ARTICLE.
MilenKo
MilenKo

Reputation: 31

Extract log lines from a starting string to the first time stamp after with PowerShell

It is my first time that I am reaching back to you as I am stuck on something and been scratching my head for over a week now. It is worth saying that I just started with PowerShell a few months ago and I love using it for my scripts, but apparently my skills still need improving. I am unable to find a simple and elegant solution that would extract a log from clearly defined start line until the first empty line CF\LF or time stamp that follows.

I am attaching the log I am trying to extract the data from. To specify the problem and give some more details about the log lines - they can vary in number, the end line of each log can also vary and the time stamp is different for each log depending on the time the test was executed.

cls
# Grab the profile system path
$userProfilePath = $env:LOCALAPPDATA

# Define log path
$logPath = "$userProfilePath\DWIO\logs\IOClient.txt"

# Define the START log line matching string
# This includes the the tests that PASS and FAIL
$logStartLine = " TEST "

# Find all START log lines matching the string and grab their line number
$StartLine = (Get-Content $logPath | select-string $logStartLine)

#Get content from file
foreach ($start in $StartLine) {

    # Extract the date time stamp from every starting line
    $dateStamp =  ($start -split ' ')[0]

    #Regex pattern to compare two strings
    $pattern = "(.*)$dateStamp"

    #Perform the opperation
    $result = [regex]::Match($file,$pattern).Groups[1].Value

    Write-Host $result
}

The log format is like:

08-31 16:32:20 INFO  - [IOBridgeThread - mPerformAndComputeIntegrityCheck] - BridgeAsyncCall - mPerformAndComputeIntegrityCheck Result = TEST PASSED
Average Camera Temperature :40.11911°C
Module  0
    Nb Points: 50673 pts (>32500)
    Noise:
        AMD: 0.00449238 mm (<0.027)
        STD DEV: 0.006961088 mm
    Dead camera: false
Module  1
    Nb Points: 53809 pts (>40000)

EXERCISE PROMPT. Continue the PowerShell log-extraction post from where it stops.

PROVIDED DATA.

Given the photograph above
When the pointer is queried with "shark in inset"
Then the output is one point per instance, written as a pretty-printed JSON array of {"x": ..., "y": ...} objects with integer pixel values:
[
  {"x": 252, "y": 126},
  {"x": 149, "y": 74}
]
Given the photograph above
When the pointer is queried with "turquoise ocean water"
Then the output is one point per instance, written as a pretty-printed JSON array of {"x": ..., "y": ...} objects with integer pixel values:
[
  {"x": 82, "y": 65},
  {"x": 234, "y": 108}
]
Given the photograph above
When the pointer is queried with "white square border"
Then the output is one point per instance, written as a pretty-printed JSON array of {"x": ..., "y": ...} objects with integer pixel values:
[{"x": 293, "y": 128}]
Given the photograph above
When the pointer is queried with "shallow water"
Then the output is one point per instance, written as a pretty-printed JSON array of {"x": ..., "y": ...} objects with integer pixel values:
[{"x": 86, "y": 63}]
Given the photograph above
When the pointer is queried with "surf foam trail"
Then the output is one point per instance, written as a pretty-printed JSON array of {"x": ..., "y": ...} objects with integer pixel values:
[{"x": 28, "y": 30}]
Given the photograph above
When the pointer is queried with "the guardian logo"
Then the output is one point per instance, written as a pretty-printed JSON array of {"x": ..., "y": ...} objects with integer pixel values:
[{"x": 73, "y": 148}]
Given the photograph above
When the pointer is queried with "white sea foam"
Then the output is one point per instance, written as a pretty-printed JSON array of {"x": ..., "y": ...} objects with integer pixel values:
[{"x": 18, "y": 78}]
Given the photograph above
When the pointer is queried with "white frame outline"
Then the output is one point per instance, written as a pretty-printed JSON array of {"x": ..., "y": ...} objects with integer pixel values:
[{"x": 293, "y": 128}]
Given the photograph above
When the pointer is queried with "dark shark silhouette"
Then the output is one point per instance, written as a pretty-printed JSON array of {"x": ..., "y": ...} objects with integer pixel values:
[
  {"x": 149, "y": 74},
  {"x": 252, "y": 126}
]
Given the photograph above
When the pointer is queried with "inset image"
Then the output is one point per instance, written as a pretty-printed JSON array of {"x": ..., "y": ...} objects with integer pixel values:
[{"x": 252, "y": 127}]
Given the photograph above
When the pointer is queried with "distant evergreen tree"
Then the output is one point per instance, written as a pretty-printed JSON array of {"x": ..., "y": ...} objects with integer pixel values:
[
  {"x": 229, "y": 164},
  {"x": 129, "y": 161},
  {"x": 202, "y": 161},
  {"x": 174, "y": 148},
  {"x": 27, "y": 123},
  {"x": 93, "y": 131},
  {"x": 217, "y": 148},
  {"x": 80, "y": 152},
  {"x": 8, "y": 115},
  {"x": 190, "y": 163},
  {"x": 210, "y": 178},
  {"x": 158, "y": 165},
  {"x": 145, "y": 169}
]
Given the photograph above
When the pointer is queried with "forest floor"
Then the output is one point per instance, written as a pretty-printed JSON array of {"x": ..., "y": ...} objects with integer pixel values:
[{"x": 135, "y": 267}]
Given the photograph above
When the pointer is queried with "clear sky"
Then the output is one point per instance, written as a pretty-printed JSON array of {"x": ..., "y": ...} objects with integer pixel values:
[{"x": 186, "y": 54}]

RESULT FOR THIS TASK.
    Noise:
        AMD: 0.0055302843 mm (<0.027)
        STD DEV: 0.00869096 mm
    Dead camera: false
Module consistency
    Weak module: false
    M0 to M1
        Distance: 0.007857603 mm (<0.015)
        Angle: 0.022567615 degrees (<0.07)
    Target
        Position: 0.009392071 mm (<5.0)
        Angle: 0.54686683 degrees (<5.0)
        Intensity: 120.35959

08-31 16:32:20 INFO  - [cIOScannerService RUNNING] - Scanner State is now Scan-Ready

The issue is that the line at the end of every log would be different as well as the log lines would differ so it is the only logical way to achieve the correct extraction is to match the first line which would always contain: " TEST " and then grab the log to the first timestamp appearance after or the empty line which also shows every time at the end of the log.

Just not sure how to achieve that and the code I have is returning no/empty matches, however if I echo $StartLine - it shows correctly the log starting lines.

Upvotes: 1

Views: 979

Answers (2)

The fourth bird
The fourth bird

Reputation: 163207

You can match the first line that starts with a date time like format and contains TEST in the line. Then capture in group 1 all the content that does not start with a date time like format.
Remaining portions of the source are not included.